— EXERCISE —
Copy the passage on immaterialism below word for word, starting with "Given a creative" and going on through "After the fact?".

— DOCUMENT EXCERPT —
━━━━━━
Mind and matter are the mutual antipodes of our metaphysical deliberations. The tension between them shows no sign of resolution.
In the same vein, the Big Bang is the antipode of God. The Big Bang is writ large across the heavens. God, apparently, is rather more bashful, or is on a major Sabbatical.
On a microcosmic scale the atom is the logical antipode of the self. The atom is tangibly omnipresent, while the existence of the self remains problematic.
The thesis of immaterialism is that these appearances are deceptive, but only for a very good reason. If there is deception here, it is certainly on a grand scale.
Given a creative deity, then surely there would be creatures and a story line. Is not the scale of our world perhaps overdoing it? But first things first.
Why should we even suppose that a creative mind could exist without a brain of some rather elaborate sort, like ours? If a body is not necessary for the creator, why should it be necessary for the creatures, unless, perhaps, we are the body of the creator? After the fact?
━━━━━━
— GIVEN MATERIAL —
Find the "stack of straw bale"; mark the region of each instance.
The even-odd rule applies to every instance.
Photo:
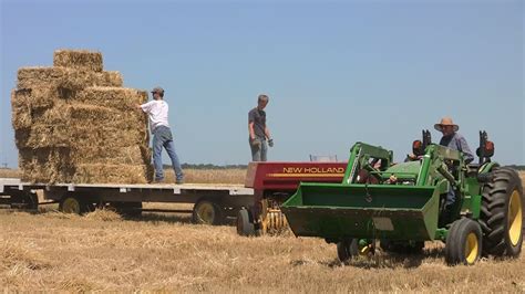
━━━━━━
— RESULT BELOW —
Given a creative deity, then surely there would be creatures and a story line. Is not the scale of our world perhaps overdoing it? But first things first.
Why should we even suppose that a creative mind could exist without a brain of some rather elaborate sort, like ours? If a body is not necessary for the creator, why should it be necessary for the creatures, unless, perhaps, we are the body of the creator? After the fact?